ABOUT THIS EXERCISE ▸
Reproduce the records below in their entirety, character for character.

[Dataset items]
-.-.-

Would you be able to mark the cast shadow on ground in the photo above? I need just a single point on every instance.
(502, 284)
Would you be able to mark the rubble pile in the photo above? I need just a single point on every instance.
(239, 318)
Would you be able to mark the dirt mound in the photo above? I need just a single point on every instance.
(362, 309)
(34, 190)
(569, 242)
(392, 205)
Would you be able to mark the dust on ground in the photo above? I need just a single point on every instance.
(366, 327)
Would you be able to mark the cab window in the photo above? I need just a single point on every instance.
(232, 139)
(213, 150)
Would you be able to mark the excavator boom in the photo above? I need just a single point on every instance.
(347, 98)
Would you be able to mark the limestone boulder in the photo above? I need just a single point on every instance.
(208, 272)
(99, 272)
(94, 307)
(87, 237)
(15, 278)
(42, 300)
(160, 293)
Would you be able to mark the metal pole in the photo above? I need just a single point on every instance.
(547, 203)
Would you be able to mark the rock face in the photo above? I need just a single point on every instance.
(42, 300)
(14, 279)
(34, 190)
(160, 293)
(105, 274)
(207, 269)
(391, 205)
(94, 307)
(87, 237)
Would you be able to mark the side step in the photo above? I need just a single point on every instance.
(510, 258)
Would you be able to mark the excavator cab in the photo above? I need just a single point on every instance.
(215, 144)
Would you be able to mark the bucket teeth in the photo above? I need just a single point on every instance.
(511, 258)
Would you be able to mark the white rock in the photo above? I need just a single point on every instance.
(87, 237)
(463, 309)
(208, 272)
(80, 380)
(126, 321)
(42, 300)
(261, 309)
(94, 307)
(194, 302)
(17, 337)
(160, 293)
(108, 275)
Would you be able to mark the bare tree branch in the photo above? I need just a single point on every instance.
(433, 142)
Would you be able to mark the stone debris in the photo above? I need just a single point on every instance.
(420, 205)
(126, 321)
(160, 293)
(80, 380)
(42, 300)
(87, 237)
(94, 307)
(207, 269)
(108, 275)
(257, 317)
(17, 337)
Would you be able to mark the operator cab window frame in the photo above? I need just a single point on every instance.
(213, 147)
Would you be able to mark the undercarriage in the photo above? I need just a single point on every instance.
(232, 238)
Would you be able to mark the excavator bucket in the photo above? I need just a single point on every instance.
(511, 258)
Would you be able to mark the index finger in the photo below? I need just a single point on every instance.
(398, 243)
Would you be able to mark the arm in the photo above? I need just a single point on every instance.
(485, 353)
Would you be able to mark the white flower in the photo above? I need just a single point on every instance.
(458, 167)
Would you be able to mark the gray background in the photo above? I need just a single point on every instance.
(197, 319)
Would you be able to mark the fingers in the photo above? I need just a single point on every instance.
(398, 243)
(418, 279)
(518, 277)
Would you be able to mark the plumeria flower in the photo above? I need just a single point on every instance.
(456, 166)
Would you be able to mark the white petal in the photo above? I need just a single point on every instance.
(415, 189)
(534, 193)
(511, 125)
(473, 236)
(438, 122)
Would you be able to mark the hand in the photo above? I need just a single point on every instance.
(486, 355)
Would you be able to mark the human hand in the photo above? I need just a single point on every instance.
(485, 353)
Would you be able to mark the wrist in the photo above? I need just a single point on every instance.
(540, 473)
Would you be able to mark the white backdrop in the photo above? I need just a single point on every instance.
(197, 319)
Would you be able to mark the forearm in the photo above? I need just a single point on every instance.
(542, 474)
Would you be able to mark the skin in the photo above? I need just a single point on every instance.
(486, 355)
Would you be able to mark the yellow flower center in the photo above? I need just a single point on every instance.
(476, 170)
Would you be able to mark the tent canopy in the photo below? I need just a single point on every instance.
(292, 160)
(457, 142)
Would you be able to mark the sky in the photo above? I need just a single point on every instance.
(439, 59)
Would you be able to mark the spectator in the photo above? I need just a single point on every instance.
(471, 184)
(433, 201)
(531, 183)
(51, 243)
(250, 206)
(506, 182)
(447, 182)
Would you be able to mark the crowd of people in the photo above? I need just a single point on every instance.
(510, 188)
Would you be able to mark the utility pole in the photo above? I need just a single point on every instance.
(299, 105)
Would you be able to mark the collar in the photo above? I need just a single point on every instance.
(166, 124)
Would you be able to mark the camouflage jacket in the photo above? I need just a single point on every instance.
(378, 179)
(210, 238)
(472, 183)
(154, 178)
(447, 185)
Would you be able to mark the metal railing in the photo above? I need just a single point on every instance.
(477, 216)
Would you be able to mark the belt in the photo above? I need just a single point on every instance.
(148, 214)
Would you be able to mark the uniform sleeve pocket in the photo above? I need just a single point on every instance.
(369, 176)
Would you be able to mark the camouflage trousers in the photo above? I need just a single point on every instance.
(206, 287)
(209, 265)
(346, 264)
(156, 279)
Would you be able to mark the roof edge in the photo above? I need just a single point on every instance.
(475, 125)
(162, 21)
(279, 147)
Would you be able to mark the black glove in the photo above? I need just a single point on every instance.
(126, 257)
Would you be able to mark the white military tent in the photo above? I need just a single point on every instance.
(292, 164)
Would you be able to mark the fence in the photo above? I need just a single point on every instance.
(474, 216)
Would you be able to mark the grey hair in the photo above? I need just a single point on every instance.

-.-.-

OUTPUT ▸
Would you be able to mark the cast shadow on ground in the photo above? I need just a single point on every instance.
(502, 284)
Would you be able to mark the rubble pile in the photo above? I need just a single point on every instance.
(239, 318)
Would you be able to mark the dirt mound in the photo above? I need just a single point on every instance.
(362, 309)
(34, 190)
(569, 242)
(392, 205)
Would you be able to mark the dust on ground in the photo above? I need just a single point on every instance.
(366, 327)
Would you be able to mark the cab window in the photo above? I need just a single point on every instance.
(232, 139)
(213, 150)
Would you be able to mark the excavator boom in the photo above? I need just a single point on every instance.
(347, 98)
Would you be able to mark the limestone boulder in the photo above? I need just a single point on every instance.
(208, 272)
(99, 272)
(94, 307)
(87, 237)
(15, 278)
(42, 300)
(160, 293)
Would you be able to mark the metal pole in the photo above? I need just a single point on every instance.
(547, 203)
Would you be able to mark the rock face in the photo above? I need just a single point on every instance.
(42, 300)
(14, 279)
(34, 190)
(160, 293)
(105, 274)
(207, 269)
(391, 205)
(94, 307)
(87, 237)
Would you be able to mark the side step in the photo above? I need just a single point on every instance.
(510, 258)
Would you be able to mark the excavator cab in the photo above? I need just a single point on every instance.
(215, 144)
Would you be able to mark the bucket teeth in the photo above? I need just a single point on every instance.
(511, 258)
Would you be able to mark the white rock in the photo above? I need just a single point on every instance.
(87, 237)
(463, 309)
(208, 272)
(80, 380)
(126, 321)
(42, 300)
(261, 309)
(94, 307)
(194, 302)
(17, 337)
(160, 293)
(108, 275)
Would you be able to mark the bare tree branch in the photo above? I need just a single point on every instance.
(433, 142)
Would you be able to mark the stone debris in the photo above? I need just a single point on every instance.
(420, 205)
(126, 321)
(160, 293)
(80, 380)
(42, 300)
(87, 237)
(94, 307)
(207, 269)
(108, 275)
(257, 317)
(17, 337)
Would you be able to mark the operator cab window frame in the photo above? I need just a single point on every instance.
(213, 147)
Would you be able to mark the undercarriage in the photo above? I need just a single point on every instance.
(232, 238)
Would you be able to mark the excavator bucket in the photo above? I need just a single point on every instance.
(511, 258)
Would you be able to mark the index finger in the photo below? I need just a single point on every instance.
(398, 243)
Would you be able to mark the arm in the photo above? I need just a single point on every instance.
(485, 353)
Would you be able to mark the white flower in the photo above? I need just a single point on every instance.
(458, 167)
Would you be able to mark the gray background in the photo above? I need just a single point on every instance.
(197, 319)
Would you be able to mark the fingers in the photo above? I need just a single point on every instance.
(398, 243)
(418, 279)
(518, 277)
Would you be able to mark the plumeria flower in the photo above? I need just a single point on every instance.
(456, 166)
Would you be able to mark the white petal in the photo above? I need just a single point on every instance.
(415, 189)
(534, 193)
(511, 125)
(473, 236)
(438, 122)
Would you be able to mark the hand in the photo above? I need just a single point on every instance.
(486, 355)
Would you be able to mark the human hand in the photo above? I need just a single point on every instance.
(485, 353)
Would you be able to mark the wrist in the photo above? I need just a single point on every instance.
(540, 473)
Would you be able to mark the white backdrop in the photo above? I need just a single point on every instance.
(197, 319)
Would you be able to mark the forearm in the photo above? I need just a single point on every instance.
(542, 474)
Would you be able to mark the skin in the photo above? I need just a single point on every instance.
(486, 355)
Would you be able to mark the yellow flower center in the photo above? I need just a single point on every instance.
(476, 170)
Would you be able to mark the tent canopy in the photo below? I need just a single point on every instance.
(292, 160)
(457, 142)
Would you be able to mark the sky in the photo above? I need just a single point on every instance.
(439, 59)
Would you be able to mark the spectator in the photo above? I need just a single point on every instance.
(471, 184)
(433, 201)
(531, 183)
(51, 243)
(250, 206)
(506, 182)
(447, 182)
Would you be able to mark the crowd of people in the photo above? I need just a single point on every instance.
(510, 188)
Would you be able to mark the utility pole in the photo above? I need just a single point on every instance.
(299, 105)
Would you be able to mark the collar in the photo above? I need just a single point on every instance.
(166, 124)
Would you be able to mark the camouflage jacket in the photo above? I need just a single point on every instance.
(378, 179)
(210, 238)
(472, 183)
(154, 178)
(447, 185)
Would you be able to mark the metal railing in the photo above? I need just a single point on every instance.
(477, 216)
Would you be able to mark the belt in the photo above? I need just a single point on every instance.
(148, 214)
Would you be able to mark the uniform sleeve pocket in the photo above? I need just a single point on every instance.
(369, 176)
Would you be able to mark the camouflage trousers in the photo above? I need just a single point on every instance.
(206, 287)
(209, 265)
(346, 264)
(156, 279)
Would you be able to mark the roof edge in the photo above? I need just a single point on every instance.
(475, 125)
(162, 21)
(279, 147)
Would you be able to mark the black glove in the photo above? I need just a single point on every instance.
(126, 257)
Would you be able to mark the white military tent in the photo above? I need just a single point on every instance.
(292, 164)
Would you be able to mark the fence in the photo above? I need just a single point on every instance.
(474, 216)
Would you be able to mark the grey hair in the photo above? I need just a single point on every instance.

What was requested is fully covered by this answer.